START

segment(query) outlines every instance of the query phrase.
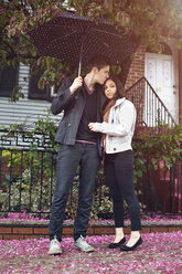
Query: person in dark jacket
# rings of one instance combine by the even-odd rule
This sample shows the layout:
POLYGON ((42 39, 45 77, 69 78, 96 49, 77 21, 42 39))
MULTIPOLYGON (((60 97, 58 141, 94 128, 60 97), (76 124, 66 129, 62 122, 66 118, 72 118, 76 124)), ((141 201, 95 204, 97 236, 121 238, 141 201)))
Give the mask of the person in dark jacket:
POLYGON ((53 99, 54 115, 64 110, 55 140, 61 144, 56 162, 56 187, 49 226, 49 254, 61 254, 65 207, 77 167, 79 166, 78 205, 74 221, 74 246, 84 252, 94 247, 86 242, 93 190, 101 156, 100 134, 93 133, 88 123, 103 120, 106 97, 101 85, 109 76, 109 61, 95 55, 88 62, 88 73, 83 78, 67 78, 53 99))

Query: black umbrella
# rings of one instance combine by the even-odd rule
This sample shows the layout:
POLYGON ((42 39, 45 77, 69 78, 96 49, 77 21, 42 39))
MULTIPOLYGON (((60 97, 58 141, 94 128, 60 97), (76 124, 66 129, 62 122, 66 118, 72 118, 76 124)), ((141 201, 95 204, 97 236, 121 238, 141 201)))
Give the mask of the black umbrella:
POLYGON ((101 54, 120 65, 133 53, 128 35, 120 34, 108 21, 96 23, 86 17, 62 13, 47 23, 29 32, 43 56, 53 56, 62 62, 86 64, 94 54, 101 54))

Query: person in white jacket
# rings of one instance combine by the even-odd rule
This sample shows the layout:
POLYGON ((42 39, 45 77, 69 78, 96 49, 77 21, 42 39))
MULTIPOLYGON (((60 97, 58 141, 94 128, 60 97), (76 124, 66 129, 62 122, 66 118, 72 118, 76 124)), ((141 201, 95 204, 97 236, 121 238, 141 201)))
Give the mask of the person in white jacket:
POLYGON ((131 140, 136 125, 136 108, 125 97, 121 82, 115 76, 106 80, 104 92, 109 99, 104 110, 103 123, 89 123, 92 131, 103 133, 105 148, 105 175, 114 202, 115 241, 108 247, 132 251, 142 243, 141 220, 133 187, 133 156, 131 140), (124 200, 131 221, 131 234, 126 243, 124 235, 124 200))

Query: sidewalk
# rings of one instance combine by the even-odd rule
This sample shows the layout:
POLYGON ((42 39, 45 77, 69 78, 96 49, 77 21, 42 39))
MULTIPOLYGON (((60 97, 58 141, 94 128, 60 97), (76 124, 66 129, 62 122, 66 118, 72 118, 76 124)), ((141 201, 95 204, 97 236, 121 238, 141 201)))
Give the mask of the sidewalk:
MULTIPOLYGON (((47 255, 47 239, 0 241, 0 273, 43 274, 179 274, 182 273, 182 231, 144 233, 143 244, 136 251, 109 250, 113 235, 88 236, 96 247, 82 253, 73 247, 73 239, 62 241, 63 254, 47 255)), ((127 235, 128 239, 128 235, 127 235)))

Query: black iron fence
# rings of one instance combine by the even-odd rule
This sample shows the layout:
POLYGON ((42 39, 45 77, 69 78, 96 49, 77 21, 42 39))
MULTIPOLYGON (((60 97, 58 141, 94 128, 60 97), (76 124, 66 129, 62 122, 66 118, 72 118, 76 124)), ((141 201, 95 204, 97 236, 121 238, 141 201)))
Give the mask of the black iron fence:
MULTIPOLYGON (((41 215, 50 214, 55 187, 56 152, 42 134, 33 140, 28 133, 0 130, 0 212, 26 211, 41 215)), ((136 140, 137 141, 137 140, 136 140)), ((147 172, 137 178, 136 191, 143 213, 182 212, 182 164, 164 169, 163 161, 152 170, 147 156, 147 172)), ((66 208, 67 218, 75 214, 78 173, 73 181, 66 208)), ((111 201, 103 169, 95 185, 93 218, 107 218, 113 212, 111 201)))
POLYGON ((127 97, 137 108, 137 123, 158 129, 159 123, 175 125, 175 120, 146 77, 127 89, 127 97))

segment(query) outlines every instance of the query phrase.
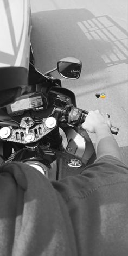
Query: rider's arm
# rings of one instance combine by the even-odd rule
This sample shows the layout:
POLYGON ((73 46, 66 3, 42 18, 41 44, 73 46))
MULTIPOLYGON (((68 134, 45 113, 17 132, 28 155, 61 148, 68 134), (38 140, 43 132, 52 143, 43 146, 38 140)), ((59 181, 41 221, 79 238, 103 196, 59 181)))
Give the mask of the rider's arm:
POLYGON ((97 160, 110 155, 122 161, 119 147, 110 131, 111 123, 107 115, 99 110, 91 111, 82 127, 88 132, 95 133, 97 160))

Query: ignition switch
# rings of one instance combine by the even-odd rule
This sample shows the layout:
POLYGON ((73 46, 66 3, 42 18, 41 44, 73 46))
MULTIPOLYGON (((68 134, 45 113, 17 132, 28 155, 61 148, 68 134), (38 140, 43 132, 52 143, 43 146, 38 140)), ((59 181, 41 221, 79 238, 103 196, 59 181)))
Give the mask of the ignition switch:
POLYGON ((68 115, 68 123, 73 125, 78 124, 81 120, 82 115, 82 111, 76 108, 72 108, 68 115))

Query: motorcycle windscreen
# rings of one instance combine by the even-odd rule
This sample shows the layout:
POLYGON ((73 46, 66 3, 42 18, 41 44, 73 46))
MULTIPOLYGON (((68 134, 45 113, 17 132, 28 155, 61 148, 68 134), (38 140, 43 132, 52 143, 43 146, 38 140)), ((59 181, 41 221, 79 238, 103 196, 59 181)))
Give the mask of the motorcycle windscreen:
POLYGON ((0 84, 2 87, 6 87, 9 82, 12 83, 11 86, 14 87, 27 83, 31 29, 29 1, 0 0, 0 84))

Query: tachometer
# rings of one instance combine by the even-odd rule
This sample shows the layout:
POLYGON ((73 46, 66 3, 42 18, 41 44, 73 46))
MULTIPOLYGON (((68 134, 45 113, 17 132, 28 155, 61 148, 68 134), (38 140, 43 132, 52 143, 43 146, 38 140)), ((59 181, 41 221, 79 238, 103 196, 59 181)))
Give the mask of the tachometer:
POLYGON ((21 96, 7 107, 7 111, 10 116, 17 116, 22 115, 25 110, 38 111, 46 109, 47 106, 48 101, 44 95, 41 92, 34 92, 21 96))

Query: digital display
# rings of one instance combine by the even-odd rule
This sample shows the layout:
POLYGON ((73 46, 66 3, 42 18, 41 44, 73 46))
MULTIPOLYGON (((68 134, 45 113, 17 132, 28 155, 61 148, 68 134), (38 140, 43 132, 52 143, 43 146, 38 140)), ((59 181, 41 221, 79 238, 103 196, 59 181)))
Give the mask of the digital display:
POLYGON ((12 112, 24 110, 36 107, 43 106, 43 103, 41 95, 31 98, 16 101, 11 105, 12 112))

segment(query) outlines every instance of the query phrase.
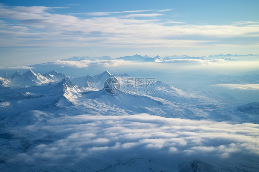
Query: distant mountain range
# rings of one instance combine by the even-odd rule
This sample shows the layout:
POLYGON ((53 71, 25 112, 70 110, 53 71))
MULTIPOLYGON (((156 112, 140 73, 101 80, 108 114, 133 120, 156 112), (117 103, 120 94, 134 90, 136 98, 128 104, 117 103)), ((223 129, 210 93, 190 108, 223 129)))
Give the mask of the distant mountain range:
MULTIPOLYGON (((224 59, 226 60, 237 60, 236 59, 232 59, 230 57, 244 57, 245 56, 259 56, 258 55, 248 54, 247 55, 238 55, 237 54, 232 55, 230 54, 218 54, 217 55, 213 55, 209 56, 208 57, 206 56, 190 56, 186 55, 182 56, 174 55, 173 56, 165 56, 163 57, 157 56, 156 57, 151 57, 145 56, 142 56, 138 54, 135 54, 131 56, 127 56, 123 57, 120 57, 118 58, 115 59, 116 60, 123 60, 126 61, 132 62, 161 62, 166 61, 169 60, 176 60, 177 59, 197 59, 202 60, 210 60, 207 58, 218 58, 220 59, 224 59)), ((70 61, 80 61, 81 60, 113 60, 110 56, 103 56, 101 58, 100 57, 91 57, 88 56, 79 57, 74 56, 71 58, 66 59, 63 59, 61 60, 68 60, 70 61)))
MULTIPOLYGON (((26 104, 30 105, 27 108, 24 106, 17 109, 5 107, 1 110, 2 115, 10 114, 10 113, 13 114, 19 112, 16 110, 20 112, 21 109, 25 110, 26 109, 26 110, 42 110, 46 108, 58 108, 64 110, 70 109, 73 111, 71 110, 78 109, 86 104, 94 113, 94 112, 99 110, 96 106, 106 104, 107 101, 108 103, 111 103, 114 98, 117 99, 117 104, 115 104, 116 108, 118 108, 118 112, 120 111, 119 109, 126 108, 128 113, 147 112, 147 110, 143 108, 146 105, 142 100, 144 99, 149 104, 163 112, 162 115, 165 116, 195 119, 210 119, 217 121, 242 121, 243 116, 246 115, 244 113, 249 114, 256 111, 254 108, 258 108, 258 105, 255 106, 253 105, 254 109, 251 109, 248 107, 252 106, 248 104, 237 109, 237 105, 233 103, 240 102, 227 94, 222 98, 221 95, 217 96, 217 93, 215 93, 213 98, 211 98, 209 95, 212 95, 211 92, 208 95, 204 93, 202 95, 194 94, 159 81, 156 82, 156 87, 152 89, 155 91, 153 94, 123 93, 125 88, 120 90, 117 95, 109 95, 105 91, 104 83, 107 79, 115 78, 123 86, 124 78, 129 77, 126 74, 112 74, 107 71, 99 75, 88 75, 76 78, 55 70, 42 75, 35 73, 31 69, 23 74, 17 71, 8 78, 0 77, 0 101, 11 101, 14 106, 18 107, 22 104, 17 104, 17 101, 12 100, 34 100, 24 101, 30 101, 26 104), (215 97, 217 98, 215 99, 215 97), (127 101, 125 101, 126 99, 127 101), (126 102, 129 101, 137 102, 138 105, 127 104, 126 102), (227 113, 225 110, 226 108, 227 113), (248 110, 247 108, 248 108, 248 110), (195 114, 193 112, 195 112, 195 114)), ((144 89, 138 89, 141 91, 144 89)), ((254 118, 251 116, 246 121, 254 121, 254 118)))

END

### Stated task
Repeat the records word for word. Start at the line that contains "Query: motorcycle windscreen" and stop after the line that contains "POLYGON ((12 112, 24".

### Problem solution
Query: motorcycle windscreen
# rings of one instance combine by the even-odd rule
This sample shows the layout:
POLYGON ((73 46, 66 3, 42 18, 41 44, 73 46))
MULTIPOLYGON (((68 134, 45 113, 17 132, 28 155, 61 148, 68 134), (38 140, 43 132, 52 143, 43 146, 38 140)), ((59 181, 41 221, 79 238, 103 196, 59 181)))
Give the mask of the motorcycle windscreen:
POLYGON ((0 84, 2 87, 6 87, 9 82, 12 83, 11 86, 14 87, 27 83, 31 29, 29 1, 0 0, 0 84))

Query: tachometer
# rings of one instance combine by the even-odd rule
This sample shows the layout:
POLYGON ((73 46, 66 3, 42 18, 41 44, 73 46))
MULTIPOLYGON (((68 134, 45 113, 17 132, 28 155, 61 148, 68 134), (38 140, 43 132, 52 143, 43 146, 38 140)), ((59 181, 41 221, 79 238, 103 196, 59 181)))
Give the mask of the tachometer:
POLYGON ((21 96, 7 107, 7 111, 10 116, 17 116, 22 115, 25 110, 38 111, 46 109, 47 106, 48 101, 44 95, 41 92, 34 92, 21 96))

Query: digital display
# rings of one instance combine by the even-odd rule
This sample shows the layout:
POLYGON ((73 46, 66 3, 42 18, 41 44, 73 46))
MULTIPOLYGON (((68 134, 45 113, 17 132, 28 155, 61 148, 68 134), (38 140, 43 132, 52 143, 43 146, 38 140)), ((59 181, 41 221, 79 238, 103 196, 59 181)))
Give the mask of the digital display:
POLYGON ((12 112, 24 110, 36 107, 43 106, 43 103, 41 95, 31 98, 16 101, 11 105, 12 112))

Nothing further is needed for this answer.